Give the records below as a Markdown table with the columns "Row" and "Record line," one numbered row per line, skipping any blank lines. Leave the pictures out of the table.

>> BEGIN

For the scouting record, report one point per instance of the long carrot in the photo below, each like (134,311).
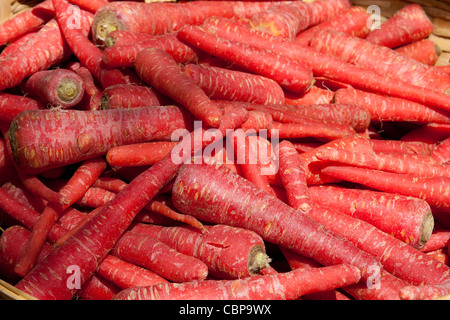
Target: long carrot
(406,218)
(384,108)
(408,24)
(160,70)
(26,21)
(286,286)
(33,151)
(57,87)
(287,20)
(225,84)
(228,252)
(254,209)
(324,65)
(352,21)
(287,73)
(396,66)
(165,17)
(432,190)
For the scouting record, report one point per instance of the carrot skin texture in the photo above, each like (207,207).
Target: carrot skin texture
(26,21)
(401,216)
(265,218)
(324,65)
(165,17)
(224,84)
(396,66)
(229,252)
(408,24)
(284,286)
(36,129)
(160,258)
(58,87)
(390,108)
(160,70)
(289,74)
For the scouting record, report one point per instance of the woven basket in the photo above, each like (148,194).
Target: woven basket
(438,12)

>> END

#### IN RESPONSE:
| Row | Record line |
|---|---|
| 1 | For the scouting record, report one point per instance of the long carrot in the photo below, each like (134,311). |
| 2 | Target: long carrot |
| 3 | (406,218) |
| 4 | (384,108) |
| 5 | (408,24) |
| 6 | (160,70) |
| 7 | (26,21) |
| 8 | (286,286) |
| 9 | (33,151) |
| 10 | (57,87) |
| 11 | (287,20) |
| 12 | (225,84) |
| 13 | (228,252) |
| 14 | (254,209) |
| 15 | (324,65) |
| 16 | (352,21) |
| 17 | (287,73) |
| 18 | (396,66) |
| 19 | (165,17) |
| 20 | (432,190) |
| 21 | For the scouting record, report one point per instance of the carrot skin texture in the photo above, each like (207,207). |
| 22 | Target: carrot skin texture |
| 23 | (26,21) |
| 24 | (401,216) |
| 25 | (265,218) |
| 26 | (324,65) |
| 27 | (165,17) |
| 28 | (224,84) |
| 29 | (396,66) |
| 30 | (229,252) |
| 31 | (408,24) |
| 32 | (284,286) |
| 33 | (36,129) |
| 34 | (160,258) |
| 35 | (58,87) |
| 36 | (390,108) |
| 37 | (160,70) |
| 38 | (289,74) |
| 39 | For the scouting record, report one point per instance of the woven basket in the photo above, each like (148,194). |
| 40 | Target: woven basket |
| 41 | (438,12) |